Tarefa 1 »
Segundo a reportagem sobre a Assistência Social, quantas famílias da Chácara Santo Amaro têm recebido cestas básicas?
Tarefa 2 »
Por favor, traduza para o inglês esta frase da reportagem: "A ação é realizada pelo Centro de Convivência de Crianças e Adolescentes (CCA) do bairro localizado no Extremo Sul de São Paulo, que é administrado pela organização social Auriverde."
Tarefa 3 »
Reescreva em forma de lista o parágrafo da reportagem que começa com "O CCA é um dos diversos serviços públicos", mantendo os fatos principais.

Assistência Social: Trabalhadores agem pra conter fome e manter vínculos com população

Assistência Social: Trabalhadores agem pra conter fome e manter vínculos com população

Compartilhe!

Tempo de leitura: 9 minutos

Reportagem de Laís Diogo e Thiago Borges. Fotos por Matheus Oliveira / TEU Mídia

Mais de 180 famílias da Chácara Santo Amaro têm recebido uma ajuda importante para passar pelo período de quarentena sem perrengue: semana sim, semana não, elas recebem cestas básicas com alimentos orgânicos, além de kits de higiene pessoal e limpeza. Muitos itens foram doados, enquanto os orgânicos foram comprados de agricultores locais com o dinheiro arrecadado numa vaquinha virtual.

A ação é realizada pelo Centro de Convivência de Crianças e Adolescentes (CCA) do bairro localizado no Extremo Sul de São Paulo, que é administrado pela organização social Auriverde.

“Assim que o atendimento presencial fechou no dia 23 de março, a gente sentiu necessidade de articular e conseguiu entrar com esses itens para as famílias em alta vulnerabilidade social”

Jaison Pongiluppi Lara, gerente do CCA Auriverde (foto: Matheus Oliveira / TEU Mídia)

O CCA é um dos diversos serviços públicos que fazem parte da política de Assistência Social na cidade de São Paulo. Porém, enquanto o poder público demora para agir e executar a política pública, o equipamento socorre a população assim como tem acontecido em outras periferias: muitas das ações emergenciais para quem está em risco social têm sido bancadas pelas próprias organizações sociais que administram cada espaço ou são fruto da boa vontade de voluntários.

“A situação está caótica”, alarma a assistente social Francilene Gomes, que faz parte do Coletivo de Servidores em Defesa do Sistema Único de Assistência Social (SUAS) e integra o Sindicato dos Servidores Municipais de São Paulo (Sindsep), que denunciou a morte de trabalhadores da área por coronavírus e a falta de equipamentos de proteção individual (EPIs).

Dados em estudo »
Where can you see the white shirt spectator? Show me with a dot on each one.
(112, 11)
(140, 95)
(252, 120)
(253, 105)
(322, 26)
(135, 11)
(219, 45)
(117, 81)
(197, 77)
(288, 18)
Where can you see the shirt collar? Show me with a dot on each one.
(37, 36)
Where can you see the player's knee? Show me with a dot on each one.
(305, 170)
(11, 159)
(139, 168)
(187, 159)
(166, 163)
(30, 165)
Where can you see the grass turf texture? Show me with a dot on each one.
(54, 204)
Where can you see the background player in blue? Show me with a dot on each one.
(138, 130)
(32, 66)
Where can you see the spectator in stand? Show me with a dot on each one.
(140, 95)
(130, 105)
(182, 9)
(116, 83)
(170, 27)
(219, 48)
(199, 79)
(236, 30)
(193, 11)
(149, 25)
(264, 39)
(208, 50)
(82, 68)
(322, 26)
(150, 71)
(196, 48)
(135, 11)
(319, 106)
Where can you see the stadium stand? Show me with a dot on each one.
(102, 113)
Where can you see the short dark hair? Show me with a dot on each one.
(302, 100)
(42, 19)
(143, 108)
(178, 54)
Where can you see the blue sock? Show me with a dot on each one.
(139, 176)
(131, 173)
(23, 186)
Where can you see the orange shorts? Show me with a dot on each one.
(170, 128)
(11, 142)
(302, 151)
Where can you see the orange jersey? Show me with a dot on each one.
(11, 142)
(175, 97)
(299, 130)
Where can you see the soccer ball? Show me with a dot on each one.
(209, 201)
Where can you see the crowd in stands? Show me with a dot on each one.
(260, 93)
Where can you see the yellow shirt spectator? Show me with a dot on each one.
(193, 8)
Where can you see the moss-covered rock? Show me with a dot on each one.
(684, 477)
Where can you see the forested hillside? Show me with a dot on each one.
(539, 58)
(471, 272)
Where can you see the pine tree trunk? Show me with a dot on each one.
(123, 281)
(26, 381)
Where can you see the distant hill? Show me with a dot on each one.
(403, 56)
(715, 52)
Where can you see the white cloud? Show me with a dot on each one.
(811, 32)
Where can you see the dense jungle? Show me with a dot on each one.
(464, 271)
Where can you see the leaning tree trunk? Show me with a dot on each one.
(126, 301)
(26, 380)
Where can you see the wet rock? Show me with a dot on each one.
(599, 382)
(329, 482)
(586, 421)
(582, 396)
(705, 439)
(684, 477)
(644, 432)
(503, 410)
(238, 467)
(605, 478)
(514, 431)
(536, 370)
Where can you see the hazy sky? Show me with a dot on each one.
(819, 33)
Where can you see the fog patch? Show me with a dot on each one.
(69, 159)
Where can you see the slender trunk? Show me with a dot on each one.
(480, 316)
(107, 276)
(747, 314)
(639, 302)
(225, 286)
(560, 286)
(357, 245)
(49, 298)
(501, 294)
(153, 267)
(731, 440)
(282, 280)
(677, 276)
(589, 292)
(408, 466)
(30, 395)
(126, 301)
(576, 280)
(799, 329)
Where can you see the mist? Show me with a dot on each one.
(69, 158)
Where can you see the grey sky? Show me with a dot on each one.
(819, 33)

Resposta esperada 1 »
Mais de 180 famílias.

Resposta esperada 2 »
The initiative is carried out by the Children and Adolescents' Community Center (CCA) of the neighborhood located in the far south of São Paulo, which is run by the social organization Auriverde.

Resposta esperada 3 »
- O CCA é um dos diversos serviços públicos da política de Assistência Social na cidade de São Paulo.
- O poder público demora para agir e executar a política pública.
- Enquanto isso, o equipamento socorre a população, como ocorre em outras periferias.
- Muitas ações emergenciais para quem está em risco social são bancadas pelas próprias organizações sociais que administram cada espaço ou vêm da boa vontade de voluntários.